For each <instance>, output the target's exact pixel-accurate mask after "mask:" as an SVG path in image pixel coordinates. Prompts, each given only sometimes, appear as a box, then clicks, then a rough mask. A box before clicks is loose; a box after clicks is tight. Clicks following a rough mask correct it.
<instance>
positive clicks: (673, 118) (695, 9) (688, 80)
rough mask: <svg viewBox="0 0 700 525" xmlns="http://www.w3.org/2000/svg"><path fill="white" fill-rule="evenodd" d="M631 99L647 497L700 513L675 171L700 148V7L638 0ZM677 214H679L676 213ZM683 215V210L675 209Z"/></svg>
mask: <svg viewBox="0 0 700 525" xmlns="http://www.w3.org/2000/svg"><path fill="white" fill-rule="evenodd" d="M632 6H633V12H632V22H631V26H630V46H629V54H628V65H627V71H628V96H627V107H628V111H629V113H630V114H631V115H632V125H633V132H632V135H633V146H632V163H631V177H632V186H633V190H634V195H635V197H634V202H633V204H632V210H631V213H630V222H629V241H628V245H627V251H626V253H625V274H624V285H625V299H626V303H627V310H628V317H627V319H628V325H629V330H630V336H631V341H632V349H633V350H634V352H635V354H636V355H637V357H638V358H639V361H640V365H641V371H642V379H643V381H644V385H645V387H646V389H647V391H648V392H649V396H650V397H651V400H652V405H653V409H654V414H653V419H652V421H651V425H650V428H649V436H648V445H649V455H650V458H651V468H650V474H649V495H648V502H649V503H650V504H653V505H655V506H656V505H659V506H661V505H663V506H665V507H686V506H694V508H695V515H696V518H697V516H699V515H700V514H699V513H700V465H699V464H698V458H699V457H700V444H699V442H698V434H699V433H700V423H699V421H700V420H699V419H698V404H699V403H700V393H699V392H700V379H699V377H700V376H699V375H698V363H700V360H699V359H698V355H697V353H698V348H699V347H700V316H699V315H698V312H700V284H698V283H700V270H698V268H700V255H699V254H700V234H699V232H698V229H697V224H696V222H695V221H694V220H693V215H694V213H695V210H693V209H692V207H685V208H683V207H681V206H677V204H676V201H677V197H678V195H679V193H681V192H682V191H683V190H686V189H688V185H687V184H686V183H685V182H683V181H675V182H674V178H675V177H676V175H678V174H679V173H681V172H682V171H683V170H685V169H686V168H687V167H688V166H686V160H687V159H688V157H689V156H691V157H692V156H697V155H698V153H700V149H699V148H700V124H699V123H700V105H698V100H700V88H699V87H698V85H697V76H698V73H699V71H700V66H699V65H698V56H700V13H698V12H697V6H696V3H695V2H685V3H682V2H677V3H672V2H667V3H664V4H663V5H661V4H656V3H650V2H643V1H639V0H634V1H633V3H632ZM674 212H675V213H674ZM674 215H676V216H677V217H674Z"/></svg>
++++
Quote the records above exactly, from the first line through the line containing "positive clicks: (673, 118)", and nothing more.

For each <instance>, output the target's exact pixel-accurate mask after "mask:" as an SVG path in image pixel coordinates. Prompts, each given only sometimes, appear as a box, then clicks, then a rough mask. A box before clicks is loose; a box after clicks is tight. Clicks following a rough mask correct it.
<instance>
positive clicks: (673, 118) (695, 9) (688, 80)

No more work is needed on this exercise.